_DIRECTION A:_ Translate this sentence from the forum thread below into Spanish: "This is an emotional issue for many of us."
# SOURCE DOCUMENT start
# Another reason to hate KF



## Chef Niloc (Mar 9, 2011)

I'm sorry but this is BS I got banned for life just for saying that Mike is a Nazi but that madrookie guy just got a week?? There are a few people over there that need a big a$$ kicking.

You old bro's that still/ can post over there should say something.


----------



## Pensacola Tiger (Mar 9, 2011)

Chef Niloc said:


> I'm sorry but this is BS I got banned for life just for saying that Mike is a Nazi but that madrookie guy just got a week?? There are a few people over there that need a big a$$ kicking.
> 
> You old bro's that still/ can post over there should say something.


 
A couple of people did (mhlee and knifeit), and the thread got locked real quickly after that.

http://www.knifeforums.com/forums/showtopic.php?tid/897373/


----------



## Jim (Mar 9, 2011)

This is an emotional issue for many of us.
When you put your time and effort into a community and then have the door slammed in your face- who would not be upset! The irony is, what KF is doing to protect the site is not working- it destroyed it!
We have tried to make a new place for the fine men to gather here at KKF. We would rather that what happened at KF or anywhere else- stay there and not pollute the new community. That is our policy- however, no one will be banned or censured for mentioning it and getting it off their chest. 

Thank you all-


----------



## mhlee (Mar 9, 2011)

I got banned for 1 week for my comment in that thread.


----------



## unkajonet (Mar 9, 2011)

People's posts were erased for simply saying goodbye. Sad situation over there. Good situation here, though.


----------



## Chef Niloc (Mar 9, 2011)

I here you Jim but being that 98.9% of the bro's here were / are members there I think it's good to keep everyone up to date. After all I think it was the lack of information and the way it was communicated that ultimately lead to the down fall.
After all the fundamental element of a community is communication.


----------



## DWSmith (Mar 9, 2011)

It is truly sad what has happened to the other forum. (Name not mentioned.) The ripples continue with bannings and locked threads even though the storm has long ago passed. I'm glad to have found a home here where I can be among ADULT friends.


----------



## Jim (Mar 9, 2011)

Chef Niloc said:


> I here you Jim but being that 98.9% of the bro's here were / are members there I think it's good to keep everyone up to date. After all I think it was the lack of information and the way it was communicated that ultimately lead to the down fall.
> After all the fundamental element of a community is communication.


 
Quite right Colin, and I agree that the implementation could be characterized as worse than the policy they were trying to enforce in regards to the overall effect of the health of the forum.
# SOURCE DOCUMENT end
_DIRECTION B:_ Quote the lines of the listing below, starting at the line that contains "[locate] the date" and ending at the line that contains "<point>426,224</point>".
# INPUT DATA start
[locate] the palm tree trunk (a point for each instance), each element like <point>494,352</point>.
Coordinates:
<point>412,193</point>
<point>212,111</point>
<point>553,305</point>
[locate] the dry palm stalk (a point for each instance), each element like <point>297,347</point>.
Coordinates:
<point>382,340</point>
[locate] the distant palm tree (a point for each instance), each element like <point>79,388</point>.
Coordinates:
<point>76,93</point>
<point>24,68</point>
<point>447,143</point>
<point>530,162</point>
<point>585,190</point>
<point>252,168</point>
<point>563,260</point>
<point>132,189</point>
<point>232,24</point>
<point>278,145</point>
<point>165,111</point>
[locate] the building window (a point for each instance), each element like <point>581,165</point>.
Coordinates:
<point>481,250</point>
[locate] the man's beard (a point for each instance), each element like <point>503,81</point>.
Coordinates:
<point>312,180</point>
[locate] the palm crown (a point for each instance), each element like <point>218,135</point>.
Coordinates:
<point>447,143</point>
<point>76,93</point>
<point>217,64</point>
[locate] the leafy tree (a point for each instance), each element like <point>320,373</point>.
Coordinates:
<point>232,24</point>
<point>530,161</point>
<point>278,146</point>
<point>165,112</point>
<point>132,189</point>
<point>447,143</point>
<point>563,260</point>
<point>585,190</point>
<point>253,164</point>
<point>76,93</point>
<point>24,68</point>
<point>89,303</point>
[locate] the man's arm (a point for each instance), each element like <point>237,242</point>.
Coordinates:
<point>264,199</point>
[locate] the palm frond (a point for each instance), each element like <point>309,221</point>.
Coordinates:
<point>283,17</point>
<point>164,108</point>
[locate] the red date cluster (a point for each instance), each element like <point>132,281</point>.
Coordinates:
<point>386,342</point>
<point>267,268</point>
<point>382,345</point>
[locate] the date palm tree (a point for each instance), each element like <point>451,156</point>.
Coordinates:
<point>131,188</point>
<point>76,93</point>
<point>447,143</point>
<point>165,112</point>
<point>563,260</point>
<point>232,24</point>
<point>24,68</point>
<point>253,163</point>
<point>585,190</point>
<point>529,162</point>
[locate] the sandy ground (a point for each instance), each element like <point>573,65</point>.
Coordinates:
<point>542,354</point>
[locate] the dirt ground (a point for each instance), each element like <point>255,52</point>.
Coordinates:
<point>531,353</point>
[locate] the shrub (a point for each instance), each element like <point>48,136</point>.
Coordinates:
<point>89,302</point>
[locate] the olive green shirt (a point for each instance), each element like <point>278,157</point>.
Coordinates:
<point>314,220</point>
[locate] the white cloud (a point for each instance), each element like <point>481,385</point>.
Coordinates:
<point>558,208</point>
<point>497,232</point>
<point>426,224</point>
# INPUT DATA end
# INPUT DATA start
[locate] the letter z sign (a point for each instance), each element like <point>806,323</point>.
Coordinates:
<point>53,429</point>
# INPUT DATA end
_EXPECTED OUTPUT A:_ Este es un tema emotivo para muchos de nosotros.

_EXPECTED OUTPUT B:_
[locate] the date palm tree (a point for each instance), each element like <point>451,156</point>.
Coordinates:
<point>131,188</point>
<point>76,93</point>
<point>447,143</point>
<point>165,112</point>
<point>563,260</point>
<point>232,24</point>
<point>24,68</point>
<point>253,163</point>
<point>585,190</point>
<point>529,162</point>
[locate] the sandy ground (a point for each instance), each element like <point>573,65</point>.
Coordinates:
<point>542,354</point>
[locate] the dirt ground (a point for each instance), each element like <point>255,52</point>.
Coordinates:
<point>531,353</point>
[locate] the shrub (a point for each instance), each element like <point>48,136</point>.
Coordinates:
<point>89,302</point>
[locate] the olive green shirt (a point for each instance), each element like <point>278,157</point>.
Coordinates:
<point>314,220</point>
[locate] the white cloud (a point for each instance), each element like <point>481,385</point>.
Coordinates:
<point>558,208</point>
<point>497,232</point>
<point>426,224</point>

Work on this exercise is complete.